--- begin DATA SHOWN ---

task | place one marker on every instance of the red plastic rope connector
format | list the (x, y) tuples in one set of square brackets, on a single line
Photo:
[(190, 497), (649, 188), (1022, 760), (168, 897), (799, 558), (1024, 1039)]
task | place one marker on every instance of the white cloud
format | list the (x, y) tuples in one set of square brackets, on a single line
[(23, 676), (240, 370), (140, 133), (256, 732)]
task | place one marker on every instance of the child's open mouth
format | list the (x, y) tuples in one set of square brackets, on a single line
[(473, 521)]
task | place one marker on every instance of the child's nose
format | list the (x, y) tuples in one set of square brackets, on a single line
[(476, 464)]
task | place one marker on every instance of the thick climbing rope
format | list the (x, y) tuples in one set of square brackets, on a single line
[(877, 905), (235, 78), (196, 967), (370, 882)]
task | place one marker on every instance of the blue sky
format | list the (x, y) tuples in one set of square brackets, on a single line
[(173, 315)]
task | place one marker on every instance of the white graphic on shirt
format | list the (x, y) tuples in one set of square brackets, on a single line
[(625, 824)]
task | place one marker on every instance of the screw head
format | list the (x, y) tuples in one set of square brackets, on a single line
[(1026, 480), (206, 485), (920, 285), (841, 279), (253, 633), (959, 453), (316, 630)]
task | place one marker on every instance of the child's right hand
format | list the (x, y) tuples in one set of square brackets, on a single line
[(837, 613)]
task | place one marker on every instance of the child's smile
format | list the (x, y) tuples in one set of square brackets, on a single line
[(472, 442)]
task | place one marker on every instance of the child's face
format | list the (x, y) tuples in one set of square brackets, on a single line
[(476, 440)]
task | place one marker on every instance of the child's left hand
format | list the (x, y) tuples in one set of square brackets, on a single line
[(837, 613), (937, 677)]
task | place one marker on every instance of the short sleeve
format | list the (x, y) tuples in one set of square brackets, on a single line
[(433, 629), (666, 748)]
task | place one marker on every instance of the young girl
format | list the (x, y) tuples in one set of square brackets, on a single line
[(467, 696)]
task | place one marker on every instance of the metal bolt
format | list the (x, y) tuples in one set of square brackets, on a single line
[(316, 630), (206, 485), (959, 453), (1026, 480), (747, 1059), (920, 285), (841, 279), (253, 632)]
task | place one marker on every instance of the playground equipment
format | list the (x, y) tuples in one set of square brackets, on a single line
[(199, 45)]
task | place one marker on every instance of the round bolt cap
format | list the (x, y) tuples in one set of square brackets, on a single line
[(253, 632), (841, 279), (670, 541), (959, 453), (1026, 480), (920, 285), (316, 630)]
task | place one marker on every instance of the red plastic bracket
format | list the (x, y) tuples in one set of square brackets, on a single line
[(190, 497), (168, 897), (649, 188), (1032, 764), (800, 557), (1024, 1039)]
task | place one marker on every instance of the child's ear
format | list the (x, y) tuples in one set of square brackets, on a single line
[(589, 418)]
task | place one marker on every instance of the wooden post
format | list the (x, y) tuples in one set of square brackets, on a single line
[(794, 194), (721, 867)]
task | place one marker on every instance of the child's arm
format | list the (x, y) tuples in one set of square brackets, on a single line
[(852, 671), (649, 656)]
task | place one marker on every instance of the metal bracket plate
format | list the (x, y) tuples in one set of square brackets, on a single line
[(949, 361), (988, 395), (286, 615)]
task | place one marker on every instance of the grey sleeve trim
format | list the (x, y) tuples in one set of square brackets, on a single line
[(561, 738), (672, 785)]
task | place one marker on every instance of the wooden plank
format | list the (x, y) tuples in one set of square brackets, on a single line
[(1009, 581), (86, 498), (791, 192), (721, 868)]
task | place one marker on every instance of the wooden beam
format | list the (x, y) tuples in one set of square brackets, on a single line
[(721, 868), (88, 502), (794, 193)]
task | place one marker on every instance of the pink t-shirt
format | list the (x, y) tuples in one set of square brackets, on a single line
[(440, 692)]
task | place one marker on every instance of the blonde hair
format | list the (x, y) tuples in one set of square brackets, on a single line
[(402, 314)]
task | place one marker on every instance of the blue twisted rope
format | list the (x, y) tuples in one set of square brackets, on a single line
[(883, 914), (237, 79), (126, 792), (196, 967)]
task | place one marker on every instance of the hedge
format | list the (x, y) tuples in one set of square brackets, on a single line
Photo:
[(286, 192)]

--- end DATA SHOWN ---

TASK TO CARRY OUT:
Print every item above again, line for line and in the same order, without changing a single character.

THE COMPLETED TASK:
task | place one marker on every instance of the red plastic rope connector
format | list the (x, y) tuples in one set of square brackets, on a single line
Photo:
[(190, 497), (649, 188), (1022, 760), (168, 897), (799, 558), (1024, 1039)]
task | place one marker on every instance of the white cloud
format | list the (x, y) tuples in one set of square brackets, on a single line
[(23, 676), (240, 370), (140, 133), (256, 732)]
task | place one marker on every instance of the child's open mouth
format | list the (x, y) tuples in one set of square brackets, on a single line
[(473, 521)]
task | place one marker on every instance of the child's nose
format | list the (x, y) tuples in one set of square brackets, on a single line
[(476, 464)]
task | place one marker on every instance of the thick climbing rope
format | list the (x, y) tuples in one set of square brackets, on a single line
[(877, 905), (235, 78), (196, 967), (370, 882)]
task | place one marker on every instance of the blue sky
format | list the (x, y) tuples in one set of square brackets, on a single line
[(173, 315)]
task | place one marker on every instance of the white graphic on shirt
format | list the (x, y) tuples in one set of square brackets, on a single line
[(625, 824)]
task | place one marker on every instance of the screw head
format | list the (x, y) tuples in one set of square brackets, on a single line
[(1026, 480), (206, 485), (920, 285), (841, 279), (253, 633), (959, 453), (316, 630)]
task | place one marker on every instance of the child's right hand
format | list the (x, y) tuples in one set of square brackets, on a single line
[(837, 613)]
task | place one marker on every instance of the child's smile
format | list the (x, y) tuples in one set of square brackets, on a single line
[(472, 442)]
task | place one marker on every instance of the child's face
format | list the (x, y) tuples in one set of square brackets, on a single line
[(476, 440)]
task | place one marker on every instance of the child's left hand
format | list the (x, y) tuples in one set of square brackets, on a single line
[(837, 613), (937, 677)]
task | place one marker on every instance of the short sleeve
format | list the (x, y) tuples in one set of square brackets, on a single line
[(433, 629), (666, 748)]
task | place one marker on every instance of the young girl
format | list the (x, y) tuples in one set of square brackets, on a single line
[(467, 696)]
task | place one marker on every instance of the metal bolt
format | list the (x, y) tuples in one set of square brackets, on a single line
[(316, 630), (206, 485), (959, 453), (1026, 480), (747, 1059), (920, 285), (841, 279), (253, 632)]
task | place one marker on every instance of the playground equipment
format | list the (x, y) tuples in one set of square brackets, on a single line
[(199, 45)]
task | place one marker on every instance of the round bolt cap
format | list the (x, y) tuples in one set of square brackets, on a single line
[(253, 632), (841, 279), (670, 541), (959, 453), (1026, 480), (920, 285), (316, 630)]
task | place one marker on every instance of the red plastic bracket
format | list the (x, y) tuples in one set of square brackets, on a single line
[(190, 497), (168, 897), (649, 188), (1032, 764), (800, 557), (1024, 1039)]
task | place one marker on every instance of the child's ear
format | list the (x, y) tuples in one set of square brackets, on a single line
[(589, 418)]
task | place one marker on every instance of the wooden post
format | list the (x, y) tuples in one set of square brackets, on a single line
[(794, 194), (721, 867)]
task | place one marker on every instance of the child's arm
format | list the (x, y) tuples in one set of square brackets, on a single line
[(852, 671), (649, 656)]
task | place one marker on every instance of the metal bracket plate
format | list the (x, y) tuples in one set of square brackets, on a single line
[(949, 361), (988, 395), (286, 615)]
task | place one marker on every instance of the grey sleeve trim
format | list the (x, y) tuples in one set of square brackets, on a single line
[(561, 738), (672, 785)]
task | place one marker on every instance of the wooden plank
format | list the (x, y) tuples in one set of square brackets, on a single line
[(1009, 581), (86, 498), (791, 192), (721, 868)]
task | place one marker on every instance of the wooden beam
format | list the (x, y) tuples in one set of square brackets, on a single line
[(721, 868), (88, 502), (794, 193)]
task | place one marker on every instance of the pink t-shirt
format | list the (x, y) tuples in one set of square brackets, on a single line
[(440, 692)]
task | place one marker on every instance of the blonde hair
format | list the (x, y) tuples in one set of square brackets, on a single line
[(402, 314)]
task | place one marker on every instance of the blue twisted rope
format | list the (x, y) tuples in one set of square brackets, on a single line
[(883, 914), (237, 79), (126, 792), (196, 967)]
task | place one marker on every instance of the hedge
format | list the (x, y) tuples in one set of square brackets, on a single line
Photo:
[(286, 192)]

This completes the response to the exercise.